▶ _Objective_:
Could you print all the entries exactly?

▶ _Provided information_:
○ ○ ○ ○ ○

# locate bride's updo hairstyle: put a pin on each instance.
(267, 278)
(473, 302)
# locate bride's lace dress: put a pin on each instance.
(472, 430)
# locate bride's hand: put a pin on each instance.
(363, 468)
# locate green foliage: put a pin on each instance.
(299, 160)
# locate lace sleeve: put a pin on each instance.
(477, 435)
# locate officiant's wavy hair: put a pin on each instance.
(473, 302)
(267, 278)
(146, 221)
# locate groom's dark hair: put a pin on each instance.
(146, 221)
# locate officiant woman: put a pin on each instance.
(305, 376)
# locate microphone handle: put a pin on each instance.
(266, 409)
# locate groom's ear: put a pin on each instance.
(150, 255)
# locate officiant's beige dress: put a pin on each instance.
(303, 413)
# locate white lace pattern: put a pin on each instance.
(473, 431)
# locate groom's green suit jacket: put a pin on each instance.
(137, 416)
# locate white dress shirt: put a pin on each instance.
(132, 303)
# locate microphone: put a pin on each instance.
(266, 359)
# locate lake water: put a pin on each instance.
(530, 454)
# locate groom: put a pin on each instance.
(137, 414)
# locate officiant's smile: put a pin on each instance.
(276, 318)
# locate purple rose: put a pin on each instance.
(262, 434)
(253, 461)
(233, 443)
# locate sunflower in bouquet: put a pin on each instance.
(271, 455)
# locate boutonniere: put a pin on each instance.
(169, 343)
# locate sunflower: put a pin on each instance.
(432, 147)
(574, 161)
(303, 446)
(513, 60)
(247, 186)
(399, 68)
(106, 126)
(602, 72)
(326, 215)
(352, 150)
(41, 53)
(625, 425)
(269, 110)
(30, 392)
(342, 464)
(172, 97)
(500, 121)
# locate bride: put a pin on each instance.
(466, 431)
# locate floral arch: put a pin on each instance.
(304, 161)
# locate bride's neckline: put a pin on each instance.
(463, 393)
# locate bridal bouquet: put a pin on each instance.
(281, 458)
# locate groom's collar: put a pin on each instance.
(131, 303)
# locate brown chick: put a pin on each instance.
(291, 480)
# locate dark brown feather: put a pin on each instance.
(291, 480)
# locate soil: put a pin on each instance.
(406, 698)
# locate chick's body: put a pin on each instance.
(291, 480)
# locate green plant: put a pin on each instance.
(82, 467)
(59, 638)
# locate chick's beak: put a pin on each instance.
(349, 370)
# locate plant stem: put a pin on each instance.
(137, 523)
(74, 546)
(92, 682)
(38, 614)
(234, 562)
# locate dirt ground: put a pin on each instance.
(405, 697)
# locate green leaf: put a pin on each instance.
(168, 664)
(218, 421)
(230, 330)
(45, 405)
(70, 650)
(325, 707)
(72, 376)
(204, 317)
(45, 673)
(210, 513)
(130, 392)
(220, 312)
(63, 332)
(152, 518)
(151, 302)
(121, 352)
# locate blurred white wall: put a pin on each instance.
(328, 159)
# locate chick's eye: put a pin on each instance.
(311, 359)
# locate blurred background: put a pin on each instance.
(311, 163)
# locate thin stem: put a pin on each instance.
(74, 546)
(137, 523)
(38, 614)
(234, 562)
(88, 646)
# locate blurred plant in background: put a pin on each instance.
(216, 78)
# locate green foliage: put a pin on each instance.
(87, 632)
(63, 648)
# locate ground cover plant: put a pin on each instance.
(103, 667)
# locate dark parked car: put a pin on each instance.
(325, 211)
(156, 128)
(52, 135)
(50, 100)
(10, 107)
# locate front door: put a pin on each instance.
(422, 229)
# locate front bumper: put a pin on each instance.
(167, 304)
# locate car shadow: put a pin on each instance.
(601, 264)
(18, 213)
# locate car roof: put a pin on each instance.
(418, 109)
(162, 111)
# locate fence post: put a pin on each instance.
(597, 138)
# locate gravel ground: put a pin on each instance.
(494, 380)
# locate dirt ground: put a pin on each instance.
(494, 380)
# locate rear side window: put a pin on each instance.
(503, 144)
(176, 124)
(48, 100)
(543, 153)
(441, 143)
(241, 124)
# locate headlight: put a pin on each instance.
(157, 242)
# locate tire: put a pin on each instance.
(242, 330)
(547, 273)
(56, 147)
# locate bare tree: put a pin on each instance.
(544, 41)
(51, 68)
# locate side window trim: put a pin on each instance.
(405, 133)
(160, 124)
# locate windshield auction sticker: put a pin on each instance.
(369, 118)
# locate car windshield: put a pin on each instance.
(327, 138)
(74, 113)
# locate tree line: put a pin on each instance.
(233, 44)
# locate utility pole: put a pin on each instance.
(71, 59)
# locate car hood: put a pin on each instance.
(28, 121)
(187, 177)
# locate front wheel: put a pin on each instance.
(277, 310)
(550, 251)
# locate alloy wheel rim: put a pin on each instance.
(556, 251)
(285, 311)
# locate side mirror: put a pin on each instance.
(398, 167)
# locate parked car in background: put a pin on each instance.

○ ○ ○ ○ ○

▶ _Exercise result_:
# locate bride's updo hairstyle: put a pin on each instance.
(267, 278)
(473, 302)
# locate bride's lace dress: put a pin on each instance.
(472, 430)
# locate bride's hand: put a pin on each instance.
(363, 468)
# locate green foliage: put a pin on each instance.
(299, 160)
# locate lace sleeve: put a pin on each instance.
(477, 435)
# locate officiant's wavy hair: put a pin on each instance.
(473, 302)
(267, 278)
(146, 221)
# locate groom's dark hair: put a pin on each instance.
(146, 221)
# locate officiant woman: put a pin on each instance.
(305, 376)
# locate microphone handle: put a pin on each instance.
(266, 409)
# locate groom's ear: put a pin on each instance.
(150, 255)
# locate officiant's beige dress: put a pin on each instance.
(303, 413)
# locate white lace pattern: put a pin on each instance.
(473, 431)
# locate groom's green suit jacket: put a pin on each instance.
(137, 416)
# locate white dress shirt: put a pin on each instance.
(132, 303)
# locate microphone: put a pin on each instance.
(266, 359)
# locate lake water: put a pin on each instance.
(530, 454)
# locate groom: put a pin on each instance.
(137, 414)
# locate officiant's smile: put a pin on each instance.
(276, 318)
# locate purple rose: put a pin on each instance.
(262, 434)
(253, 461)
(233, 443)
# locate sunflower in bouquet: put a pin on each instance.
(271, 455)
# locate boutonniere: put a pin on each instance.
(169, 343)
# locate sunflower: put a pin on each instance.
(432, 147)
(574, 161)
(303, 446)
(513, 60)
(247, 186)
(399, 68)
(106, 126)
(602, 72)
(326, 215)
(352, 150)
(41, 53)
(625, 425)
(269, 110)
(30, 392)
(342, 464)
(172, 97)
(500, 121)
# locate bride: put a pin on each instance.
(466, 431)
# locate floral arch: put a pin on each instance.
(304, 161)
# locate bride's neckline: put a pin on each instance.
(463, 393)
# locate bridal bouquet: put a pin on each instance.
(281, 458)
# locate groom's collar: put a pin on each instance.
(131, 303)
# locate brown chick: put a pin on each instance.
(291, 480)
# locate dark brown feather: put a pin on each instance.
(291, 480)
# locate soil: put a pin on each instance.
(406, 698)
# locate chick's body: put a pin on each instance.
(291, 480)
# locate green plant: put a pin on each instance.
(82, 467)
(59, 638)
# locate chick's beak: put a pin on each instance.
(349, 370)
# locate plant stem: put a pin on each instance.
(137, 523)
(74, 546)
(92, 682)
(38, 614)
(234, 562)
# locate dirt ground: put a pin on each instance.
(405, 697)
# locate green leaf: put a pin on each instance.
(168, 664)
(218, 421)
(230, 330)
(45, 405)
(70, 650)
(325, 707)
(72, 376)
(204, 317)
(45, 673)
(210, 513)
(130, 392)
(220, 312)
(63, 332)
(152, 518)
(151, 302)
(121, 352)
# locate blurred white wall: put a pin on each instance.
(328, 159)
# locate chick's eye: put a pin on each instance.
(311, 359)
# locate blurred background: put a pin on each instance.
(311, 163)
# locate thin stem: put a pin on each instance.
(74, 546)
(137, 523)
(38, 614)
(234, 562)
(88, 646)
# locate blurred plant in background: put a pin on each instance.
(216, 78)
# locate green foliage: put a pin on each instance.
(87, 632)
(63, 648)
# locate ground cover plant: put a pin on each instance.
(103, 667)
# locate dark parked car: put a pin on each instance.
(325, 211)
(156, 128)
(52, 135)
(50, 100)
(10, 107)
# locate front door: put a pin on each instance.
(422, 229)
# locate front bumper: put a pin on each instance.
(167, 304)
# locate car shadow: put a pin on each instance.
(601, 264)
(18, 213)
# locate car roof: put a pin on each instance.
(418, 109)
(162, 111)
# locate fence post: put a pin on each instance.
(597, 138)
# locate gravel ground: put a pin on each instance.
(494, 380)
# locate dirt ground: put a pin on each instance.
(494, 380)
# locate rear side window: put a pin on each instance.
(503, 144)
(176, 124)
(48, 100)
(543, 153)
(441, 143)
(241, 124)
# locate headlight: put a pin on each instance.
(157, 242)
# locate tire: put a pin on each instance.
(242, 330)
(547, 273)
(56, 147)
# locate bare tree: put a pin on each instance.
(544, 41)
(51, 68)
# locate side window trim: put a pin on each instance.
(405, 133)
(160, 124)
# locate windshield auction sticker: put a pin on each instance.
(369, 118)
# locate car windshield: put a pin on each instance.
(327, 138)
(74, 113)
# locate tree line: put a pin on each instance.
(233, 44)
# locate utility pole: put a pin on each instance.
(71, 59)
# locate car hood: put a pin on each instance.
(28, 121)
(187, 177)
# locate front wheel: put a pin on each instance.
(277, 310)
(550, 251)
# locate alloy wheel rim: put a pin on each instance.
(556, 251)
(285, 311)
# locate side mirror: put a pin on each instance.
(398, 167)
# locate parked car in background: put a pin on each instance.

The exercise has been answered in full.